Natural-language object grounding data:
# # # # #

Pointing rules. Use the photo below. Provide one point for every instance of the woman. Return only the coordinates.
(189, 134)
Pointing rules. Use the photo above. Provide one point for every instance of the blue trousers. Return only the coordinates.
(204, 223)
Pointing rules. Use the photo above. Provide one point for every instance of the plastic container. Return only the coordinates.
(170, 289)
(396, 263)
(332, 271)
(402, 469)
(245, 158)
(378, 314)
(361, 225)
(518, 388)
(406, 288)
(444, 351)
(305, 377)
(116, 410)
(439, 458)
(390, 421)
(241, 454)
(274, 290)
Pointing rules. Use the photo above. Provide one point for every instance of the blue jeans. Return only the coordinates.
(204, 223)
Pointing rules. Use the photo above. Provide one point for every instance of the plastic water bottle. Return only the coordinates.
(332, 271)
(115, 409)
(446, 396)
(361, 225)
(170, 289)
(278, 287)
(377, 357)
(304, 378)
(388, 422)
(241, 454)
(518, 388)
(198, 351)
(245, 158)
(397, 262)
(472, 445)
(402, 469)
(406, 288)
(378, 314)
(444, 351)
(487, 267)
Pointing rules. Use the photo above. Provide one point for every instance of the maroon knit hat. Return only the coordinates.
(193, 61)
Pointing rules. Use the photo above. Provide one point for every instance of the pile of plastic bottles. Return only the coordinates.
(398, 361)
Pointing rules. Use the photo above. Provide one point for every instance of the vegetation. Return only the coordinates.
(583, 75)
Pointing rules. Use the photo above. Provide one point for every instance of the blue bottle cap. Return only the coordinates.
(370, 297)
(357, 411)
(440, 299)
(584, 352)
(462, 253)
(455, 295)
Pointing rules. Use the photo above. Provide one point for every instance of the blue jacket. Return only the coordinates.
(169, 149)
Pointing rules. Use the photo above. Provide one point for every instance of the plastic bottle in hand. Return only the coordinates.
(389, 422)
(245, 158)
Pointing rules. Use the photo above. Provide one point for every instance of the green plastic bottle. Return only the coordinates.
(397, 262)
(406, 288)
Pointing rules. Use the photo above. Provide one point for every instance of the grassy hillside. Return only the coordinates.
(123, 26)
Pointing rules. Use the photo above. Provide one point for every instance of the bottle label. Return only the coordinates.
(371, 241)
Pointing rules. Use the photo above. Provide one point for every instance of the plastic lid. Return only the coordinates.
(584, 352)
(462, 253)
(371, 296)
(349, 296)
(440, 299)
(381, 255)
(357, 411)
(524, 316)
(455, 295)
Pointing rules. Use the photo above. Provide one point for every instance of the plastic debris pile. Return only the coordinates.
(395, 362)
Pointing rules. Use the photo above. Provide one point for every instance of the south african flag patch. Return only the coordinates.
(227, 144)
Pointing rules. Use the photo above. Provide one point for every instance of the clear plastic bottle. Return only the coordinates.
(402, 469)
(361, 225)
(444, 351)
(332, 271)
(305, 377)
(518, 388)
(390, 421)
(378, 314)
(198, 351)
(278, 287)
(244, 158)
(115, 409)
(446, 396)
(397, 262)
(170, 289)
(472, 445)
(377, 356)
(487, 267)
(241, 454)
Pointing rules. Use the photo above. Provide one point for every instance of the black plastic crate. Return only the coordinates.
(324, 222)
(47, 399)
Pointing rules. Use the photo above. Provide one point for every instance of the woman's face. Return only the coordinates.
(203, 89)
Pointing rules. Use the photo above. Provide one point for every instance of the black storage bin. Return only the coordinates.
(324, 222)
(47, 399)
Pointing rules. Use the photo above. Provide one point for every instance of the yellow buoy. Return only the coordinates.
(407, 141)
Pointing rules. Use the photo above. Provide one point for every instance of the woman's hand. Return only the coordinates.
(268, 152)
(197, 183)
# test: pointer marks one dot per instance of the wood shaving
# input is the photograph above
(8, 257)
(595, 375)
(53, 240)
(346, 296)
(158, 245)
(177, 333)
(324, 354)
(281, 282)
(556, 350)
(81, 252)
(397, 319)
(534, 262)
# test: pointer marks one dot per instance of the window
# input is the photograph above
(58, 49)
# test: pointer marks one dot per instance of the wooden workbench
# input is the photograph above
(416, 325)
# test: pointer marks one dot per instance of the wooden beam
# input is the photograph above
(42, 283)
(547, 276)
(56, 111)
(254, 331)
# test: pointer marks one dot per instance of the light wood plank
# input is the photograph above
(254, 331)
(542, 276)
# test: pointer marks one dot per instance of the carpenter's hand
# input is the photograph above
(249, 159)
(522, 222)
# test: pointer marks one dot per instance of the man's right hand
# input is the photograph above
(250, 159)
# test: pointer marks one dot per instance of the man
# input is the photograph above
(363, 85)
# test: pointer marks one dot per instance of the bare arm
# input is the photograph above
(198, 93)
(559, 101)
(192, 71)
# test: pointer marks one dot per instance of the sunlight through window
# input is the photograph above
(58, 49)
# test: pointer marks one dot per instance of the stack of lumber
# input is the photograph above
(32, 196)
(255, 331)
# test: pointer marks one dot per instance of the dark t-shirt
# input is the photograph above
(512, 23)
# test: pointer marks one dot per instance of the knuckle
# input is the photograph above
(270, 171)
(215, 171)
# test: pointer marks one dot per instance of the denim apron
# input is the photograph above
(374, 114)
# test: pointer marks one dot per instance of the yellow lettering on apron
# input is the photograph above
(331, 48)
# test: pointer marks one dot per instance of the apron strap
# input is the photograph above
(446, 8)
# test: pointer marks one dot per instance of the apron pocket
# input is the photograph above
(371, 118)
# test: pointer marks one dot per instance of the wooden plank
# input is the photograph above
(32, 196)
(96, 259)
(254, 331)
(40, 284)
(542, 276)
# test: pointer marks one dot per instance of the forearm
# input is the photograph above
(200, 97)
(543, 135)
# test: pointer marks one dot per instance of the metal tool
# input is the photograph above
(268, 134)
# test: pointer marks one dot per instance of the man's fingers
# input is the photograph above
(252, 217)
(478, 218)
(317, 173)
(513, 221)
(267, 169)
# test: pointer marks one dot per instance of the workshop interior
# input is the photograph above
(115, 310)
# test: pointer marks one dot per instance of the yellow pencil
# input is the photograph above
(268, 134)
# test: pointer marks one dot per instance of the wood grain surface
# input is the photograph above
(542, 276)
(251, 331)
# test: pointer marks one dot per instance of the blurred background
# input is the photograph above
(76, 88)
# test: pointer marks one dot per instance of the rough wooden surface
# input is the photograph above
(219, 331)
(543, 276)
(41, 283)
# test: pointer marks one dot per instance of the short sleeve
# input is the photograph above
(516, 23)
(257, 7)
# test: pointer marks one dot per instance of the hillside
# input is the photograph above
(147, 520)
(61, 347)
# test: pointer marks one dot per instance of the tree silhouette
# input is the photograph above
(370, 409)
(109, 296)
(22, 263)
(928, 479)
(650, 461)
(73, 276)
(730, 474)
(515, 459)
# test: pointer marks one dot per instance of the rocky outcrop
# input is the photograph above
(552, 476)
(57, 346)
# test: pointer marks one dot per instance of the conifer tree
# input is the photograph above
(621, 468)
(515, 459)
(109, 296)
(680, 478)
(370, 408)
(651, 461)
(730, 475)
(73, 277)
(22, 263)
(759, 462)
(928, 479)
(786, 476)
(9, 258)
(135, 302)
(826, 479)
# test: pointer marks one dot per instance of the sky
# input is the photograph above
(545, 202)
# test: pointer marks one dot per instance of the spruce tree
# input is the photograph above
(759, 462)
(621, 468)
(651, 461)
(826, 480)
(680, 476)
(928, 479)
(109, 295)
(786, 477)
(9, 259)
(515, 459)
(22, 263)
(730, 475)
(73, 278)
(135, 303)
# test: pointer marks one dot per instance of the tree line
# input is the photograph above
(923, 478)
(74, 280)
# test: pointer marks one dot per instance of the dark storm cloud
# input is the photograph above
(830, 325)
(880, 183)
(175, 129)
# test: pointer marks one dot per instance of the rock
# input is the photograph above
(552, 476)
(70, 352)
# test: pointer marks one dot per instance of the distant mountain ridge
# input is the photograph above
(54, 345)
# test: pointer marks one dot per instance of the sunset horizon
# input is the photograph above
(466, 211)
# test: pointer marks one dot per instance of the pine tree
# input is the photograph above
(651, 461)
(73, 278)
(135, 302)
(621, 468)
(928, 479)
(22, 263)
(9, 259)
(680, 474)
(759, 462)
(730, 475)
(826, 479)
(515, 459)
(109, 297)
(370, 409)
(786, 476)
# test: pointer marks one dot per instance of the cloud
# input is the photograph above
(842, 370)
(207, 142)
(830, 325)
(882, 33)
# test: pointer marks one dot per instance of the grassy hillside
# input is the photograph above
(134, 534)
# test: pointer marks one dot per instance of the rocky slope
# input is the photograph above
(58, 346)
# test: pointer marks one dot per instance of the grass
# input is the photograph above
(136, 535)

# # # # #

_PROMPT:_ A line belongs in the answer if it contains the word "surface"; copy every such line from the data above.

_ANSWER SECTION:_
# test: pointer marks one dot per instance of the wood grain surface
# test: pointer marks one dot per instance of the rough wooden surface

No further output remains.